• Sonuç bulunamadı

Etkinlik kavramı, öncelikle özel sektör için tanımlanmış bir kavram olarak karşımıza çıkmaktadır. Bu anlamıyla etkinlik, bir işletmenin veya örgütün tanımlanmış amaçlarına ve stratejik hedeflerine ulaşmak amacıyla gerçekleştirdikleri faaliyetlerin sonucunda, bu amaç ve hedeflere ulaşma derecesini belirleyen bir performans göstergesidir. Etkinlik denildiğinde, hedeflerin ne ölçüde başarıldığı ve bir faaliyetin planlanan etkisi ile gerçekleşen etkisi arasındaki ilişki ortaya çıkmaktadır (Arslan, 2002: 6).

Etkinliğe yönelik bir başka tanım, belirli bir görevin üretici tarafından belirlenen amaçlara, düzenleyiciler tarafından koyulan standartlara ya da müşterinin beklentilerine göre ne ölçüde yerine getirildiğinin ölçülmesini ifade etmektedir. Etkinlik temelde üç öğenin birleşmesi ile ölçülmektedir. Bunlar; örgütün amaçlarına ulaşma, hizmet kalitesi ve müşteri memnuniyeti unsurlarıdır (Dixon ve Diğerleri, 2002: 5; Aktaran: Akdağ, 2012: 121).

Etkinlik kavramının kamu sektöründeki karşılığı, müşteriler olarak vatandaşların sunulan hizmet kalitesinden tatmin düzeyleri ile işgörenlerin işten tatmin olma düzeyleri arasındaki ilişkiyi ifade etmektedir. Bu noktada, hem vatandaşların hem de işgörenlerin bir birleriyle olan etkileşim sürecinde her iki kesimin duygu ve düşünceleri ile bunlara bağlı olarak gösterecekleri tutum ve davranışlar önemlidir (Duman ve Yüksel, 2008: 45). Kamu hizmetlerinde etkinlik, ulaşılabilirlik, hızlılık, nesnellik ve güvenirlik ilkelerinin genel amacı; kamu hizmetlerinin sunumunda kalite standardını yükseltmek, hizmetlerle ilgili şikâyetlerin etkili bir şekilde sonuçlanmasını sağlamak, halkın memnuniyetini oluşturmak ve hizmetleri halkın beklentilerine göre belirlemektir. Tüm bunların genel amacı, yaşam kalitesini artırmaktır (Başaran ve Çiftçi, 2011: 264). Bir başka deyişle kamuyu güçlü kılan şey, elindeki yetki ve kaynakların genişliği değil, bu yetki ve kaynakları kullandırdığı aktörleri etkin bir şekilde koordine etmesi ve denetlemesidir (Akyel ve Köse, 2010: 12).

**Bir koleksiyondan alınan satırlar:**

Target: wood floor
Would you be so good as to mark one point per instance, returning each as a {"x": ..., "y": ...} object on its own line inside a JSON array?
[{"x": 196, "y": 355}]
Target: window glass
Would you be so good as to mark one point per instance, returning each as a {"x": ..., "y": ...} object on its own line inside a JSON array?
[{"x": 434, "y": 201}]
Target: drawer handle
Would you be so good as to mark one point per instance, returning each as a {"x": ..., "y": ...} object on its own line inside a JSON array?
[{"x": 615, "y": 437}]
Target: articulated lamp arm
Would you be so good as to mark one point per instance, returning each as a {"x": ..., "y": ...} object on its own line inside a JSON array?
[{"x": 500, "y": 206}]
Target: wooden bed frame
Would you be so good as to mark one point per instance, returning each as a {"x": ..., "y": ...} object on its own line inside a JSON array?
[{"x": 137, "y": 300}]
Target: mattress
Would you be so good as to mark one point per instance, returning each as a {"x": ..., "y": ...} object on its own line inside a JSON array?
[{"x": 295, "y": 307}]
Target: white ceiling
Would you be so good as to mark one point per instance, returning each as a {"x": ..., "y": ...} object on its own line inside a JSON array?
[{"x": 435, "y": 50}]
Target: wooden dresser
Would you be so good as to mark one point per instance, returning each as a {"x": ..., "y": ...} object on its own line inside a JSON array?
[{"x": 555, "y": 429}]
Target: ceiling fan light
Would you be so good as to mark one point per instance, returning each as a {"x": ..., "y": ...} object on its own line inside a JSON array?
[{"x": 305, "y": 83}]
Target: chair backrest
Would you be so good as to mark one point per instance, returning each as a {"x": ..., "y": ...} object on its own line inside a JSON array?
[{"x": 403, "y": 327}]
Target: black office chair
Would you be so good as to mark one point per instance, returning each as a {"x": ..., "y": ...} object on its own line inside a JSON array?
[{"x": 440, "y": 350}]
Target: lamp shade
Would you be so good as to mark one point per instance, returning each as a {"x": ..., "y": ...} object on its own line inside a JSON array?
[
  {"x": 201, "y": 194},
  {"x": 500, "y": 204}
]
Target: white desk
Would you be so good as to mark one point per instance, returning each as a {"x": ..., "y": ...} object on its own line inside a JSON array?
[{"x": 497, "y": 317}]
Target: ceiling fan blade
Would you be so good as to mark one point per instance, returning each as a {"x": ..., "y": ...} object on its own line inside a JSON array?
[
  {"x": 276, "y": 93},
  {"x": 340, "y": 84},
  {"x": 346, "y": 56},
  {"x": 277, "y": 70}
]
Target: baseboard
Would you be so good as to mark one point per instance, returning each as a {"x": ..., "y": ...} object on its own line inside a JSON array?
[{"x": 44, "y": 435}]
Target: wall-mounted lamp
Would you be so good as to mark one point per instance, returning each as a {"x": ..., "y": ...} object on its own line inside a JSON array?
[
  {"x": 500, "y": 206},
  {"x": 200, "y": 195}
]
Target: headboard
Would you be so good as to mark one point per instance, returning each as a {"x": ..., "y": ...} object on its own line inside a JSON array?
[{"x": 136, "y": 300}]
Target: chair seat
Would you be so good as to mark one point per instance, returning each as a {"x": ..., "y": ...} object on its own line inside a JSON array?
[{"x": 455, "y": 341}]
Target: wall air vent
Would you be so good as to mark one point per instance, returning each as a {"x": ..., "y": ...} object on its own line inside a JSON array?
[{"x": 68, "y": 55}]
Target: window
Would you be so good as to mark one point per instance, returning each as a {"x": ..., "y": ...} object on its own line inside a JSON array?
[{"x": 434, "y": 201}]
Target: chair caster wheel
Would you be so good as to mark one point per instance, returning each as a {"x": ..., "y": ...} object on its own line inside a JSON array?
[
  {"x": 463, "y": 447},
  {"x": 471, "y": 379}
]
* * *
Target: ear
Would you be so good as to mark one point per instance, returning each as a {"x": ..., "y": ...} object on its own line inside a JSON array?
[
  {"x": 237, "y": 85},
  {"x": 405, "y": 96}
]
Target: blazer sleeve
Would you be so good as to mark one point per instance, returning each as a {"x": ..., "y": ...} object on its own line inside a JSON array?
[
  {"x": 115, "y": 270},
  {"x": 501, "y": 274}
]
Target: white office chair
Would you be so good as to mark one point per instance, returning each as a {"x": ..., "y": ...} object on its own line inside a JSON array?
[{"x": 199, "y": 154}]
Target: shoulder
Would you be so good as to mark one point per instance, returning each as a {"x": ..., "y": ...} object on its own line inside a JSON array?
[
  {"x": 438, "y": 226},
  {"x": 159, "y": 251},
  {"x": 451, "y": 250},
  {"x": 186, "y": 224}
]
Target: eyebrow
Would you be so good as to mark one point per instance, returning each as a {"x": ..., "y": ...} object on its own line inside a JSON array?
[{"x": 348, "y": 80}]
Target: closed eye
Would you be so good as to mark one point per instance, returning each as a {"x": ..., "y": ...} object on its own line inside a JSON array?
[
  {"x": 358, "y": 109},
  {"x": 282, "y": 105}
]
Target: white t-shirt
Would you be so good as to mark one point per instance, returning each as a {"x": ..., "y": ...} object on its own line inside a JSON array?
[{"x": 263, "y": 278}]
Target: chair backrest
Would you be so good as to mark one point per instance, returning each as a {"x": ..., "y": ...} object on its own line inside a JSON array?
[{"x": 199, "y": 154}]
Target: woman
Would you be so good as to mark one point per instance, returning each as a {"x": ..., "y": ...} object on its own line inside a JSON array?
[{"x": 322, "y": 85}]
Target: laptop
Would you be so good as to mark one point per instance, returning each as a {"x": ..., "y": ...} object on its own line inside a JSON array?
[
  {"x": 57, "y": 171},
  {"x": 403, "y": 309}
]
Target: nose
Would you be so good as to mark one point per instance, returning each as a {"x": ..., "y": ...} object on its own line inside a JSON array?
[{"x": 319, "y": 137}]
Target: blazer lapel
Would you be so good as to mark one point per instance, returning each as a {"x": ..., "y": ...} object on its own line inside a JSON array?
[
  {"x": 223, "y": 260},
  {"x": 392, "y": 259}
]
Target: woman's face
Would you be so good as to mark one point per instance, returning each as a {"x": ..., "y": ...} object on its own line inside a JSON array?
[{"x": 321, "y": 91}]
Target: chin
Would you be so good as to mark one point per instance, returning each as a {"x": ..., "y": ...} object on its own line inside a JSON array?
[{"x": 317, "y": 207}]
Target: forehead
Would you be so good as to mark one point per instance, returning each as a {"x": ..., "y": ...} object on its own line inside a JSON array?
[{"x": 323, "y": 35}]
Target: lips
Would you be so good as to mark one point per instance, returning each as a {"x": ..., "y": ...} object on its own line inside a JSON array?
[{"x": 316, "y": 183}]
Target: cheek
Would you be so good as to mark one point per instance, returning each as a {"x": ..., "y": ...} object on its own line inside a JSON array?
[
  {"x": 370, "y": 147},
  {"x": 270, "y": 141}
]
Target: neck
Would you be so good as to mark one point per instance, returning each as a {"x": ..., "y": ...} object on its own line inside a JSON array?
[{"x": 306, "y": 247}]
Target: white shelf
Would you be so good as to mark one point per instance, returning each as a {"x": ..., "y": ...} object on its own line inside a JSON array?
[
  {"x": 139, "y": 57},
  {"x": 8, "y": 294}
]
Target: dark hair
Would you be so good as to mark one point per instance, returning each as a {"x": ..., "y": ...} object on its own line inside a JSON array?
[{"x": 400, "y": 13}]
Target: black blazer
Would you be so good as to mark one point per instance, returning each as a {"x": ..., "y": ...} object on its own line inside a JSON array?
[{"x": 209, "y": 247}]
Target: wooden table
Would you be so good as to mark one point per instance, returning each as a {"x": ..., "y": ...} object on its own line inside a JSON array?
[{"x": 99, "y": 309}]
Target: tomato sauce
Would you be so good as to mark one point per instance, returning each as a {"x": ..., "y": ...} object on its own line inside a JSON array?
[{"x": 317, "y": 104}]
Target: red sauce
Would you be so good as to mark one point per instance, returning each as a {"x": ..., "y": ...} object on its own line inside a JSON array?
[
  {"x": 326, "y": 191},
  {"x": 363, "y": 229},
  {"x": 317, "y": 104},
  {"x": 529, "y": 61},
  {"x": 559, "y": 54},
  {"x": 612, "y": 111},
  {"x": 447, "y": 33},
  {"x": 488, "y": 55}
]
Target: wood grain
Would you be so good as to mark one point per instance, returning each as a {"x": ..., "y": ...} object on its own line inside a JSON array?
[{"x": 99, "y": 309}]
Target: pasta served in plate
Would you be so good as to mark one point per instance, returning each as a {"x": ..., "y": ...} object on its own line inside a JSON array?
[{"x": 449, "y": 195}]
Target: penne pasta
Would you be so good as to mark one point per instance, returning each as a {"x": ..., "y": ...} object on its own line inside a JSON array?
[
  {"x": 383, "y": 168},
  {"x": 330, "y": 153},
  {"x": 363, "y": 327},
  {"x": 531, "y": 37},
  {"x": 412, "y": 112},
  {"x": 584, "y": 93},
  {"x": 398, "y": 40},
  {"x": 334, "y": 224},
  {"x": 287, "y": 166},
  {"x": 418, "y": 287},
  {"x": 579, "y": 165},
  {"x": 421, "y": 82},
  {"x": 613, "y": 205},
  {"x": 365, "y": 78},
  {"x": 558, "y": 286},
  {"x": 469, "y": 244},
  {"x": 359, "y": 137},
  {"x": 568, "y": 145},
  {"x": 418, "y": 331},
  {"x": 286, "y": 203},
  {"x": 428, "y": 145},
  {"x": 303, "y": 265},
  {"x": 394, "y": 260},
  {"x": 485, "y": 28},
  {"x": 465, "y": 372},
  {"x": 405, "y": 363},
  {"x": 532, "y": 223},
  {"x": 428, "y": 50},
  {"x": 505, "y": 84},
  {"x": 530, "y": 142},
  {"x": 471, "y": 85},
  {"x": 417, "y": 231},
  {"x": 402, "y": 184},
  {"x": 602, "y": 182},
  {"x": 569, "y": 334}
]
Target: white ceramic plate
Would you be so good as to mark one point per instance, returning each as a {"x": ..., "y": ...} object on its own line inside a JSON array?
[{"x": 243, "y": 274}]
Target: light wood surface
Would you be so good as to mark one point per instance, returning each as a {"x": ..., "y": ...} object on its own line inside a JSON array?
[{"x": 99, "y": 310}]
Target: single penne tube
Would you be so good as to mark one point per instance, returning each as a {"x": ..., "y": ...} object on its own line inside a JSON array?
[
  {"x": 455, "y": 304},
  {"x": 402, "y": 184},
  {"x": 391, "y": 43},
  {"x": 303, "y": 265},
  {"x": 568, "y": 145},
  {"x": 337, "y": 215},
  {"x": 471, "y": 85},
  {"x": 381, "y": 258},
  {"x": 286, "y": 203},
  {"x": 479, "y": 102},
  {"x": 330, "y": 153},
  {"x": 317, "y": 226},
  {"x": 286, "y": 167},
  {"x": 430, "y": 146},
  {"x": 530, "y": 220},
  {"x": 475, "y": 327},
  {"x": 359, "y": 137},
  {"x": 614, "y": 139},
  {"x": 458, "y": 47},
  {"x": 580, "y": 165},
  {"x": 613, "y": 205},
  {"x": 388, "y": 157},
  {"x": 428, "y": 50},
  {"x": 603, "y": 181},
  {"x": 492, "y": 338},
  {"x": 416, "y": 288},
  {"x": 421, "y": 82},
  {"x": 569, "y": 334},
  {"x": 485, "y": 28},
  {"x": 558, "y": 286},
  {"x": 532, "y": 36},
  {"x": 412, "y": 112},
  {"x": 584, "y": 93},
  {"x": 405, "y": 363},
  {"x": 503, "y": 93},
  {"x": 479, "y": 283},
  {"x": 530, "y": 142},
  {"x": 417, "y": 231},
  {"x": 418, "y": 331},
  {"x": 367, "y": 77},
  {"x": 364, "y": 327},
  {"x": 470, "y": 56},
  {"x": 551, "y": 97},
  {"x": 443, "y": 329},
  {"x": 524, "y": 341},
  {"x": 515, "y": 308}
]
--
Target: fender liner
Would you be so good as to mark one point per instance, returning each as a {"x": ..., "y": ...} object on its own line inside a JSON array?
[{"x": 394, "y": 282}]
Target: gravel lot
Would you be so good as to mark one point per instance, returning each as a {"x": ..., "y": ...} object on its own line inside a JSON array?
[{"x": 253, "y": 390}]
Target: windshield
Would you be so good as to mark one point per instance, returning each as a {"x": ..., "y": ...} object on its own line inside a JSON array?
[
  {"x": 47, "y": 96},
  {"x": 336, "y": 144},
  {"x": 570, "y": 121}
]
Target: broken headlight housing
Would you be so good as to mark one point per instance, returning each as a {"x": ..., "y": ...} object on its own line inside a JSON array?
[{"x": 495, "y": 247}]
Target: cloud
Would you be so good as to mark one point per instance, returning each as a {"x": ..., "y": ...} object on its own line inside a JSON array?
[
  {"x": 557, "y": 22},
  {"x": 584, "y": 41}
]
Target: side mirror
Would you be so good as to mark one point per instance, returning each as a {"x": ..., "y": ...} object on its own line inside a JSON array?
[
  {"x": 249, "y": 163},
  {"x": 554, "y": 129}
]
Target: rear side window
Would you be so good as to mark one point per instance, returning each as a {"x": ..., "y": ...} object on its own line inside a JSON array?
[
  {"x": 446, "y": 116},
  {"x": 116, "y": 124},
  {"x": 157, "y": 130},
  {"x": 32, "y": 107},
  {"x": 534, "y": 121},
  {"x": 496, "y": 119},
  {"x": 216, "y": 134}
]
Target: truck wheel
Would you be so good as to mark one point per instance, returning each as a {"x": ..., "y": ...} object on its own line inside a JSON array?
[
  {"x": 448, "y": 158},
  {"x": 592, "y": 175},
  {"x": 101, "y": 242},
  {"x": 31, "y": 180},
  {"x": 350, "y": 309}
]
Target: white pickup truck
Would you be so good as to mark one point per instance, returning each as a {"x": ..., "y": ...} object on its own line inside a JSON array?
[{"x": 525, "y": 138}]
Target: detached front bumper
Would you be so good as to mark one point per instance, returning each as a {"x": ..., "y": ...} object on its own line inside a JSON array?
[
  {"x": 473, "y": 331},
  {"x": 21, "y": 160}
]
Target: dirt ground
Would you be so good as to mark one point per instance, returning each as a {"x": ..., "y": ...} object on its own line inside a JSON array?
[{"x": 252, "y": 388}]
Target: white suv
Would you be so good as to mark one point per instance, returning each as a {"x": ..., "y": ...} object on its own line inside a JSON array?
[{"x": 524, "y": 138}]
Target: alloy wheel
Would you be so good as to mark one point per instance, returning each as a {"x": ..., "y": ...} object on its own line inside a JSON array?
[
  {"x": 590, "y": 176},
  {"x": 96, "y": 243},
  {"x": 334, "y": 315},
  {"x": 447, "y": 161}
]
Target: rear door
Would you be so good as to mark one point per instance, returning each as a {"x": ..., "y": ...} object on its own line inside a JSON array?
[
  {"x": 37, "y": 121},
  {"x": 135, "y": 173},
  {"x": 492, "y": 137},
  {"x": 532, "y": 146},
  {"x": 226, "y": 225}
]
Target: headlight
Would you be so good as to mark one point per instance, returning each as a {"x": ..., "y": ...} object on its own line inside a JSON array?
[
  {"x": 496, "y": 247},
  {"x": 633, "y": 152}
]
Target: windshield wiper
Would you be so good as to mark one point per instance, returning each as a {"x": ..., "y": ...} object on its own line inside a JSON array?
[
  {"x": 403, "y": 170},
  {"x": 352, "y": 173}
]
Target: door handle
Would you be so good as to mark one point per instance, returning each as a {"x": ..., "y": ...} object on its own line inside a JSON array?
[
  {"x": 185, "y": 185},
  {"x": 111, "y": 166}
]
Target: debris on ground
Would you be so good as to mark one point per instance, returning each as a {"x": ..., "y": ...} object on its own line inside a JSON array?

**Yönergeler:**
[a] "sauce" dizesini içeren satırların her birini aynen kopyalayarak listeleyin.
[b] Etkinlik kavramını ele alan metni, son cümlesinden sonra devam ederek genişletin.
Metin ile satırlar birbirinden farklı kaynaklardan alınmıştır.

**Görevlere Göre Yanıtlar:**
[a]
Target: tomato sauce
Target: red sauce

[b]
Etkinlik kavramı aynı zamanda, katılım ve devlet ilişkisinde ele alınması gereken bir kavramdır. Eğer kararların alımında, vatandaşın da kabul edebilirliği ve ortak paydalar oluşturulabilirse, etkinlik katsayıları da bu sayede arttırılmış olacaktır. Bu sayede yönetsel süreçleri ve karar almalarının da önü açılmış olacaktır (Çukurçayır, 2006: 68). Bu noktada, yurttaşın katılımının en çok sağlanabileceği yer olan yere yönetimlerde sunulan hizmetlerin, merkezi yönetim yerine yerel yönetimler eliyle sunulmasının etkinliği daha iyi sağlayacağı da öne sürülmektedir (Arıkboğa ve Diğerleri, 2007: 3). Gittikçe artan insan ihtiyaçları içinde kamu hizmetinin ağırlığı toplum açısından oldukça önemlidir. Bu denli önemli bir role sahip kamu hizmetlerinin büyük bir kısmının yerel ölçekte sunulması, belediyeleri insanların

doğumundan ölümüne kadar pek çok aşamada görev ve sorumluluk yüklenmiş olduklarını göstermektedir (Negiz, 2008: 22).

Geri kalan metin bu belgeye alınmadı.